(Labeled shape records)

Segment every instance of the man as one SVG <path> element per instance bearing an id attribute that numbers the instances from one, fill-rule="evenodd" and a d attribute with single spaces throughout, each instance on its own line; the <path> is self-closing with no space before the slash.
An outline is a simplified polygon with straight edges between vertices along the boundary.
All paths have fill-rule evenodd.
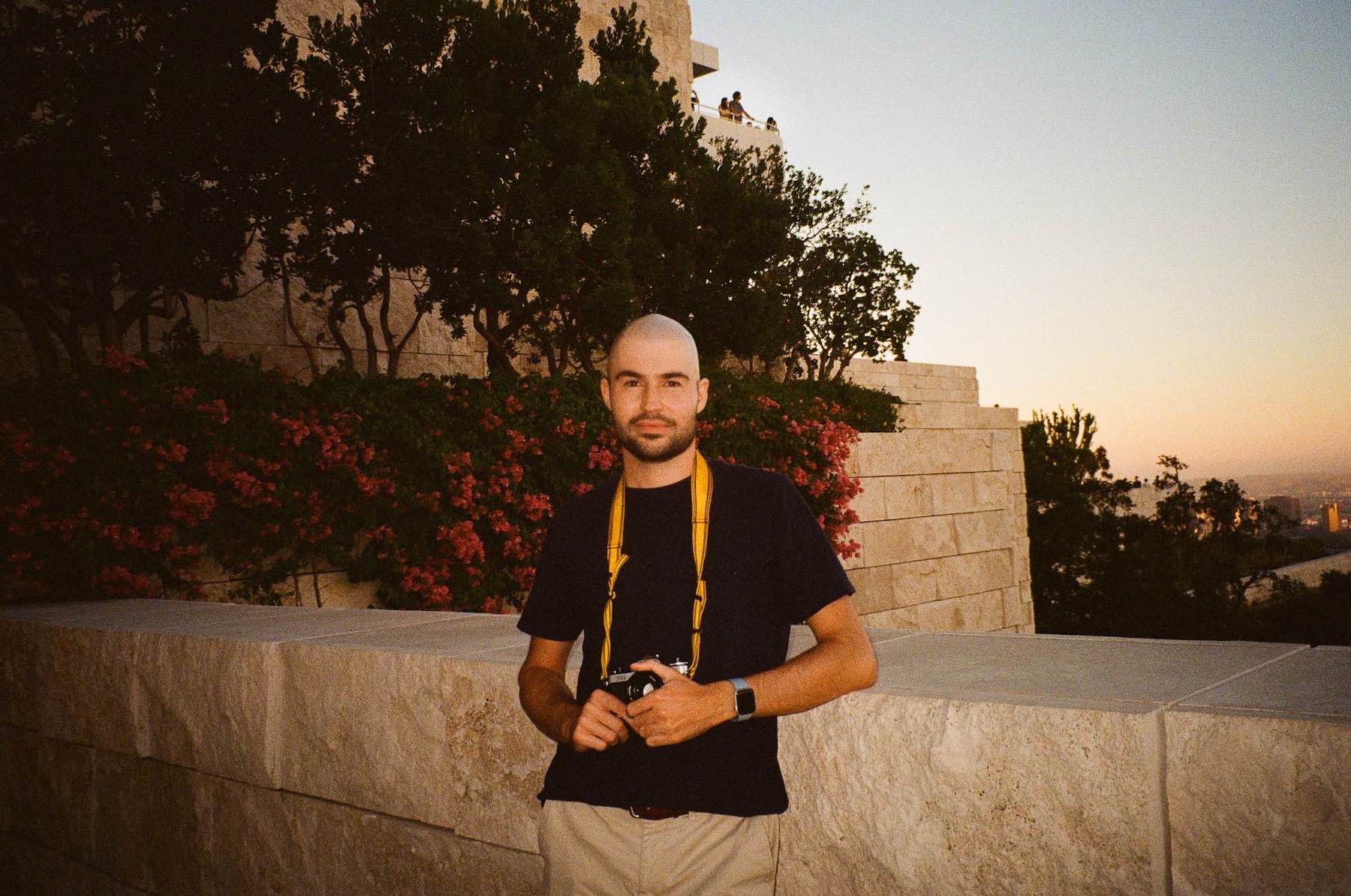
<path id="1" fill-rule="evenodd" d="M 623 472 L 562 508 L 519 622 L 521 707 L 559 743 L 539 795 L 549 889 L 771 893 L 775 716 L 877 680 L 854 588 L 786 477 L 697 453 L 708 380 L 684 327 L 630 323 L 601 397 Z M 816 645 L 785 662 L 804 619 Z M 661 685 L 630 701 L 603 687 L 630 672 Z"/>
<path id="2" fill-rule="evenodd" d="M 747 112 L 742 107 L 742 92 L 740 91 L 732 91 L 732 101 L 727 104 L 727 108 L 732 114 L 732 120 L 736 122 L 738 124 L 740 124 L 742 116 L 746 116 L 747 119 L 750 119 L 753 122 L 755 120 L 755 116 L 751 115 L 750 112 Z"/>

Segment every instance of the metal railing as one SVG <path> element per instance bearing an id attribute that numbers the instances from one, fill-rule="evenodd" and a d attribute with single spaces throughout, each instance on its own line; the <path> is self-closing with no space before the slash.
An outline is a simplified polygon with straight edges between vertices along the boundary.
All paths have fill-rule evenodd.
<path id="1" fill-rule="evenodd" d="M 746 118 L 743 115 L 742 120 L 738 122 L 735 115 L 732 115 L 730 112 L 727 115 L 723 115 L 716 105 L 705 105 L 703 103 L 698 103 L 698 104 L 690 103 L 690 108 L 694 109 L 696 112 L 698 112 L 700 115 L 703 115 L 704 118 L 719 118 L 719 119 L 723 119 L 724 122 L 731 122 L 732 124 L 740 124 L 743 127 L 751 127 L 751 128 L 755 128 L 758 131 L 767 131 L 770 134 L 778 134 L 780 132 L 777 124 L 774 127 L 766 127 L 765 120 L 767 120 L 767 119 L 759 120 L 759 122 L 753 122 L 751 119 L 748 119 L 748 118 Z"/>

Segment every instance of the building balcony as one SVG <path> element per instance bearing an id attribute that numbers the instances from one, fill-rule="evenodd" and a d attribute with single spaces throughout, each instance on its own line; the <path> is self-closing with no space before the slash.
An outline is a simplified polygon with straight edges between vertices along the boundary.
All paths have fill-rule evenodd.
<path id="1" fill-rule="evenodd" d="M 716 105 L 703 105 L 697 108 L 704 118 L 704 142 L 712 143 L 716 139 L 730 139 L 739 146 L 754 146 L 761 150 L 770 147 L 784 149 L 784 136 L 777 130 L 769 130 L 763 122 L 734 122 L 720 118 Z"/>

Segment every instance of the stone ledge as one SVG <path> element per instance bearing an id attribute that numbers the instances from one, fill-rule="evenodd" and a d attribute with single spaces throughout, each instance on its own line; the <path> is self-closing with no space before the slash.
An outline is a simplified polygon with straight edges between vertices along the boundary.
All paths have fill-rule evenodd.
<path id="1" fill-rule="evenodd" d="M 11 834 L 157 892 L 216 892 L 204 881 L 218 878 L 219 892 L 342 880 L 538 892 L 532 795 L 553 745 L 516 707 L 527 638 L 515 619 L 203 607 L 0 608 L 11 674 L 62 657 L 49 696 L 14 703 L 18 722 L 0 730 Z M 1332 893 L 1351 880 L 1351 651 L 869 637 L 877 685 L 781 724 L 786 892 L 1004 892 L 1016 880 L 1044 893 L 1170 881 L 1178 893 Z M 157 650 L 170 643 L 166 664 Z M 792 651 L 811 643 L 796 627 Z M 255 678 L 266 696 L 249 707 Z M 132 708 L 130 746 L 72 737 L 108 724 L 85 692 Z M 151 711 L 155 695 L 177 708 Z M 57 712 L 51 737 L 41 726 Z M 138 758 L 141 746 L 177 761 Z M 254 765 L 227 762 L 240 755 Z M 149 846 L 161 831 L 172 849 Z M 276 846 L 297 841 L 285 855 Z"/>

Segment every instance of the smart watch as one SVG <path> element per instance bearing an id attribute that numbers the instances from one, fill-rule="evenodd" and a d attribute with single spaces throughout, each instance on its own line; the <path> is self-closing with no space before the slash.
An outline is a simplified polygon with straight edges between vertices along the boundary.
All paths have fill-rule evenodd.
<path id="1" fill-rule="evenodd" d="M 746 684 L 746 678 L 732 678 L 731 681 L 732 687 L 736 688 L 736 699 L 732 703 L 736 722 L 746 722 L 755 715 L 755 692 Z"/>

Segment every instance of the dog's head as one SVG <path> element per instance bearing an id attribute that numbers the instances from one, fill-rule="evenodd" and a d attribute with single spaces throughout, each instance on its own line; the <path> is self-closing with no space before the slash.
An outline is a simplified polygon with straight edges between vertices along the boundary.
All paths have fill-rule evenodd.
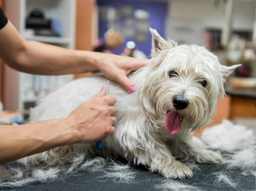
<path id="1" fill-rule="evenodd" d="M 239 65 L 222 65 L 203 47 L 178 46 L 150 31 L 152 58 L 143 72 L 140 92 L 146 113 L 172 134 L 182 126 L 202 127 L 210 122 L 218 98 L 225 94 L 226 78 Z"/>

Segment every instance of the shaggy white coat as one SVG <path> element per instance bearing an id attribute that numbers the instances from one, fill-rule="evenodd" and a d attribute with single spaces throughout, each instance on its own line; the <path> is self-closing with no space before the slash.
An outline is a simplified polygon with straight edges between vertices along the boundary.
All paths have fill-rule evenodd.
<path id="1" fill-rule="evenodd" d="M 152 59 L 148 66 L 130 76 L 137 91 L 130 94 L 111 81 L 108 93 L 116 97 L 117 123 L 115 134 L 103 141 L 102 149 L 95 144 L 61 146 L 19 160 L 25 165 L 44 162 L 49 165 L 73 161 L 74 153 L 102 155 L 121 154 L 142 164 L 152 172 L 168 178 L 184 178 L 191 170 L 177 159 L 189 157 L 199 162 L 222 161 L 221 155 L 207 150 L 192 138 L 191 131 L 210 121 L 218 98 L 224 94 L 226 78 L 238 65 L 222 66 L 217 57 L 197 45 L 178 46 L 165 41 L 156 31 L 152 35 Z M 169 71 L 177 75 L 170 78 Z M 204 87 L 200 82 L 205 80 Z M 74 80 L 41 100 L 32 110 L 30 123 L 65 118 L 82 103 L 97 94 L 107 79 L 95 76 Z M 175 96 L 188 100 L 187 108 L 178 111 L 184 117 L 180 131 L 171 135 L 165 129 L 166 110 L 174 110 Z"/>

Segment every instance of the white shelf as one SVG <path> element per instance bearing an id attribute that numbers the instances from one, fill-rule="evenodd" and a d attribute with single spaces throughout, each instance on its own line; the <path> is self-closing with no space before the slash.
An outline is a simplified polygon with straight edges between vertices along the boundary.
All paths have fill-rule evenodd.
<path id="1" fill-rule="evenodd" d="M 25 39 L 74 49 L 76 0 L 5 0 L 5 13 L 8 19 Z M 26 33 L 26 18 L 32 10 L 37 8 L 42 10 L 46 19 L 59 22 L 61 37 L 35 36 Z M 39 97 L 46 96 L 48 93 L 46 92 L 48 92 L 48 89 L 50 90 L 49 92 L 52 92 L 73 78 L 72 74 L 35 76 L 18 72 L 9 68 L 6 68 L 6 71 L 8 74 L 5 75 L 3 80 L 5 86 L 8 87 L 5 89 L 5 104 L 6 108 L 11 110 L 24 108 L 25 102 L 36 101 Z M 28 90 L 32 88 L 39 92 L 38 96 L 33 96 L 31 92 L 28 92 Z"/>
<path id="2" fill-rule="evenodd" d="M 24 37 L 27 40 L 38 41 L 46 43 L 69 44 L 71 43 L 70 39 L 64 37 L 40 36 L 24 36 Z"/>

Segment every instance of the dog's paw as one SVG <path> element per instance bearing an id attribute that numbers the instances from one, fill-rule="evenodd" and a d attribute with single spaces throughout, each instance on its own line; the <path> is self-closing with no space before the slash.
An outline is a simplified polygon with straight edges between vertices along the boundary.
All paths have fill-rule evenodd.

* * *

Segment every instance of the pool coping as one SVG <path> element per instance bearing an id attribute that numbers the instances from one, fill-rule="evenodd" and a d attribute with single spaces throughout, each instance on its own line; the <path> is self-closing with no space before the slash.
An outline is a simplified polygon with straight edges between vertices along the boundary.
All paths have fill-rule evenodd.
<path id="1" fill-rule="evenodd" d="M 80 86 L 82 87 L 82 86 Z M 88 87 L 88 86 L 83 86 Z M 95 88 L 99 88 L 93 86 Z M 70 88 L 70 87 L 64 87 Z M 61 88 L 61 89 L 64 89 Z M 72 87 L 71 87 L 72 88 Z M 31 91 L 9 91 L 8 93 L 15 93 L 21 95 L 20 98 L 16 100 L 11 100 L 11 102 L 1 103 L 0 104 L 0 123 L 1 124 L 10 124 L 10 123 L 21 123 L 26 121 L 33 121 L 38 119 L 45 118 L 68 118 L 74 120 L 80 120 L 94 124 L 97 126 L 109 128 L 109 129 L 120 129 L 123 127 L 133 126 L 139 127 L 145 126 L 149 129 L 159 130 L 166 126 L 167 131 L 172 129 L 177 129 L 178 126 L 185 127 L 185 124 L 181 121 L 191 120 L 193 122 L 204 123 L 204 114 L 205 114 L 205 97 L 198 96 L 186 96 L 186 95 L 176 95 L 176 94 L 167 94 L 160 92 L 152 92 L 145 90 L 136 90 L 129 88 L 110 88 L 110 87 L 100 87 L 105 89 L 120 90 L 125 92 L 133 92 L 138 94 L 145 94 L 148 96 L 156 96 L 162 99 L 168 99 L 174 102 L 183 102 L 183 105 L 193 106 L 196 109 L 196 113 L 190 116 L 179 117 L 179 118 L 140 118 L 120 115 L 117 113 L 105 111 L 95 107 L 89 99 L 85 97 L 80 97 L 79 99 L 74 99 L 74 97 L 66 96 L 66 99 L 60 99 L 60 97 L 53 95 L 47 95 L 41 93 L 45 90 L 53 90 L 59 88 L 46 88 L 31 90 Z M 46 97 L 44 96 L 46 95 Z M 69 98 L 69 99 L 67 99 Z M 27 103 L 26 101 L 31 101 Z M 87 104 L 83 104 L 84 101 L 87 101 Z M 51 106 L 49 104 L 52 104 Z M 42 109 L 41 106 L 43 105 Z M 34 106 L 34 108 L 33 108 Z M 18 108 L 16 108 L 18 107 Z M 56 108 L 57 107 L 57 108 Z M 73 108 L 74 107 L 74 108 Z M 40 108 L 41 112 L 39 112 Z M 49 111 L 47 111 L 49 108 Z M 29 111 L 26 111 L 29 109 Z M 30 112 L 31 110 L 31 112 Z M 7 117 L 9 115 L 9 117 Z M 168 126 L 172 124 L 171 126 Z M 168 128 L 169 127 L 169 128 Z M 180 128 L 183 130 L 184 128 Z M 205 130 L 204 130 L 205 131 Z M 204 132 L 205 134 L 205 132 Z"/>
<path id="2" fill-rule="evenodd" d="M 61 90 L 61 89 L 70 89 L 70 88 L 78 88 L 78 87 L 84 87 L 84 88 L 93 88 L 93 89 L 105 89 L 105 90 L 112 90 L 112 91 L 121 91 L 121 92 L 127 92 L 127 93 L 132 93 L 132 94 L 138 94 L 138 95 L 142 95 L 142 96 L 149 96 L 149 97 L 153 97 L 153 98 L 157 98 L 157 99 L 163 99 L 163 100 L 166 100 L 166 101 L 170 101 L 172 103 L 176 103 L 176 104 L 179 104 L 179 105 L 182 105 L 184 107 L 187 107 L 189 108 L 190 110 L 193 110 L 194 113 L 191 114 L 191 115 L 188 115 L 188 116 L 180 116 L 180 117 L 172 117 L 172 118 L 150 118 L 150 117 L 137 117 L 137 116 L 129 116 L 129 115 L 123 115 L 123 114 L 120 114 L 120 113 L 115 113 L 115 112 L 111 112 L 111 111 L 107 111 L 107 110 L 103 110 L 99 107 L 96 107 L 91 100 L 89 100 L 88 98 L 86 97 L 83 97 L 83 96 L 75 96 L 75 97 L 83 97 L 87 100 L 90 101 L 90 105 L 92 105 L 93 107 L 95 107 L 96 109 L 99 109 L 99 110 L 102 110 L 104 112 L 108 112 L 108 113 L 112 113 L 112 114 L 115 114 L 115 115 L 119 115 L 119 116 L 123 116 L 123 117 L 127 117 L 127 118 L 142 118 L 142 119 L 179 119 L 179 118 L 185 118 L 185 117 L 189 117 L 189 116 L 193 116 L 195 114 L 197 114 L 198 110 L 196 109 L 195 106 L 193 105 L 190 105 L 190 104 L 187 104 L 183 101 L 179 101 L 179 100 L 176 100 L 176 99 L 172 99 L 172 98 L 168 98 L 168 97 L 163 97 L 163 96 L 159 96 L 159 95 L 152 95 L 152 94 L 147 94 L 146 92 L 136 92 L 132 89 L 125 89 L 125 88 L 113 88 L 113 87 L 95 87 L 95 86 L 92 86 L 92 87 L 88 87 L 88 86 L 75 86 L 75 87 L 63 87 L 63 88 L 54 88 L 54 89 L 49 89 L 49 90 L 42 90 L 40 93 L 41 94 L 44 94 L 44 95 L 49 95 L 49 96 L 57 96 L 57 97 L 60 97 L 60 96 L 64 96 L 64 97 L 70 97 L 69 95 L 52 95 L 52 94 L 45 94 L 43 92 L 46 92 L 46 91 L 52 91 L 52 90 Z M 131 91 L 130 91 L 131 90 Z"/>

* _GOAL OF THE EXERCISE_: Rewrite the entries from the line with "Segment every instance of the dog's head" up to and including the line with "152 59 L 148", changing "shaggy white coat" to "long white fur" and keeping everything else the same. Leave the pictures out of your answer.

* _PROBLEM SOLUTION_:
Segment every instance of the dog's head as one SVG <path> element per instance bearing an id attribute that numbers the instances from one, fill-rule="evenodd" and a d attribute with single spaces throughout, each instance on its own line; the <path> is self-closing with no space before the slash.
An outline is a simplified polygon with straight edges between vertices along the boundary.
All paths have fill-rule evenodd.
<path id="1" fill-rule="evenodd" d="M 239 65 L 222 65 L 203 47 L 178 46 L 150 31 L 152 58 L 143 72 L 140 92 L 146 113 L 172 134 L 182 126 L 202 127 L 210 122 L 218 98 L 225 94 L 226 78 Z"/>

Segment every instance of the long white fur as one SVG <path> element per instance bearing an id attribute that numbers the instances from one, fill-rule="evenodd" and a d attribute with single spaces throughout, each instance on its own line; the <path> is self-closing with no space before the slash.
An outline is a simplified polygon with straight edges between vertices along the boundary.
All paths have fill-rule evenodd.
<path id="1" fill-rule="evenodd" d="M 152 59 L 148 66 L 130 76 L 137 91 L 130 94 L 111 81 L 108 93 L 116 97 L 117 123 L 115 134 L 103 141 L 102 149 L 95 144 L 61 146 L 19 160 L 25 165 L 44 162 L 49 165 L 73 161 L 74 153 L 102 155 L 121 154 L 142 164 L 152 172 L 168 178 L 184 178 L 191 170 L 177 159 L 189 157 L 199 162 L 222 161 L 221 155 L 207 150 L 192 138 L 191 131 L 210 121 L 218 98 L 224 94 L 226 78 L 238 65 L 222 66 L 217 57 L 197 45 L 178 46 L 165 41 L 156 31 L 152 35 Z M 169 71 L 177 75 L 170 78 Z M 204 87 L 200 82 L 205 80 Z M 74 80 L 41 100 L 32 110 L 30 123 L 65 118 L 82 103 L 97 94 L 107 79 L 95 76 Z M 175 96 L 188 100 L 187 108 L 178 111 L 184 117 L 180 131 L 171 135 L 165 129 L 166 110 L 174 110 Z"/>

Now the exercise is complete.